List each line below that contains the word "wooden", copying every such line in full.
-- Begin --
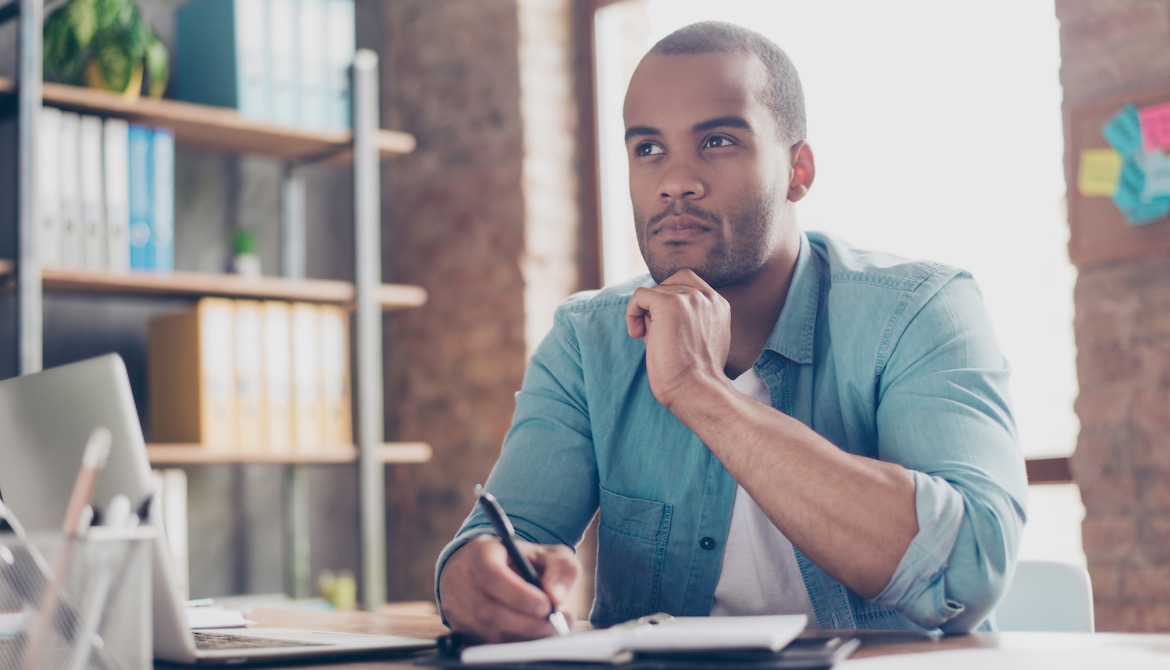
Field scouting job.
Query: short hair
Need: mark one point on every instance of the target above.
(784, 94)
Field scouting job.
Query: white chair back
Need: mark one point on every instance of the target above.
(1047, 595)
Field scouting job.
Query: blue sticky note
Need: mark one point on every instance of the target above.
(1123, 132)
(1129, 186)
(1149, 212)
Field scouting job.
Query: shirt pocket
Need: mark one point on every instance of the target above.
(632, 538)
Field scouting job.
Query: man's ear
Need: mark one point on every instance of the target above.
(804, 170)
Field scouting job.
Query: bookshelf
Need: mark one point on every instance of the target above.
(391, 297)
(204, 128)
(198, 455)
(218, 129)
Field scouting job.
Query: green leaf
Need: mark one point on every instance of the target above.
(117, 66)
(158, 68)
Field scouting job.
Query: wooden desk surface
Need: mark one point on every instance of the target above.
(428, 626)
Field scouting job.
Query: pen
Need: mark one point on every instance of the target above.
(97, 450)
(507, 533)
(78, 515)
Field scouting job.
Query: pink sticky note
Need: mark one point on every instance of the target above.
(1155, 126)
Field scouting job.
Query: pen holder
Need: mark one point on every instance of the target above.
(76, 603)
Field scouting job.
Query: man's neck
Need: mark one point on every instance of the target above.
(755, 309)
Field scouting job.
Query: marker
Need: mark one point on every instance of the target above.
(507, 533)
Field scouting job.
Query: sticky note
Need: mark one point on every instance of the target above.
(1155, 124)
(1123, 131)
(1130, 185)
(1156, 167)
(1099, 172)
(1149, 212)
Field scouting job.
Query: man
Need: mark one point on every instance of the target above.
(776, 422)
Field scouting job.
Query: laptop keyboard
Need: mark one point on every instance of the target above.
(229, 641)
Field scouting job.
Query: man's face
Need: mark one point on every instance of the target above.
(708, 170)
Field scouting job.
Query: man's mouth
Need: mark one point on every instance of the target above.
(679, 228)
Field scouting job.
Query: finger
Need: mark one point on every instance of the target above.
(474, 603)
(685, 277)
(502, 585)
(638, 312)
(559, 570)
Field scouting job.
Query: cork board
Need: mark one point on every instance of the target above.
(1099, 230)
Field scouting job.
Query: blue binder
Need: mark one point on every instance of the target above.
(222, 55)
(142, 242)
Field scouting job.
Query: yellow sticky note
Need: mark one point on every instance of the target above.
(1099, 172)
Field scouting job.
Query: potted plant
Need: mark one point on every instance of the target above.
(104, 45)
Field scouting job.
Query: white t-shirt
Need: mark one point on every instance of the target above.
(759, 573)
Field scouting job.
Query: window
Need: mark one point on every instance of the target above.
(937, 133)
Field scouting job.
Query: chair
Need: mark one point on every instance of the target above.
(1047, 595)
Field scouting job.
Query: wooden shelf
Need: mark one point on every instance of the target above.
(219, 129)
(391, 296)
(201, 455)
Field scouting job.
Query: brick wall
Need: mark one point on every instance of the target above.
(483, 215)
(1122, 325)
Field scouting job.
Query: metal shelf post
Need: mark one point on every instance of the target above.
(367, 324)
(29, 313)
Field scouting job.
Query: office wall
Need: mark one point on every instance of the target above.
(483, 215)
(1122, 325)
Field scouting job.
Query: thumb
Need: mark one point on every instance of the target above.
(559, 570)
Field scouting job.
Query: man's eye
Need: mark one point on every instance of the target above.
(716, 142)
(647, 149)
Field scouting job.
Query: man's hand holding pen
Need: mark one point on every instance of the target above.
(484, 595)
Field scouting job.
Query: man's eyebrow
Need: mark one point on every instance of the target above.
(641, 131)
(729, 121)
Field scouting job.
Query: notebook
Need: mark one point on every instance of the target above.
(624, 642)
(47, 418)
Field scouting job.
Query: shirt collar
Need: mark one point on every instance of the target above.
(795, 331)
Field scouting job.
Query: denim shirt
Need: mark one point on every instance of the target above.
(885, 358)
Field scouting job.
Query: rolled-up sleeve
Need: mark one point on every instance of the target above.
(944, 414)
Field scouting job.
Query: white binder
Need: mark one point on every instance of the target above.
(93, 208)
(71, 241)
(116, 182)
(49, 187)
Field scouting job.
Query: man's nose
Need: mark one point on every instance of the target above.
(681, 180)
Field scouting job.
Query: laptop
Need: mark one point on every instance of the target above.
(45, 421)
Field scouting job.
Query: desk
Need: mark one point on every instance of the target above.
(1089, 648)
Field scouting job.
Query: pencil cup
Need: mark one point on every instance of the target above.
(76, 603)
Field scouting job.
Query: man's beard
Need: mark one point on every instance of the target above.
(725, 264)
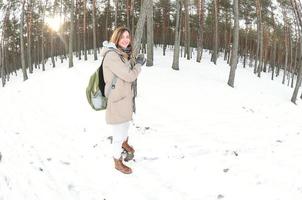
-- End --
● RESULT OF THIS EXERCISE:
Query: wooden desk surface
Query: wooden shelf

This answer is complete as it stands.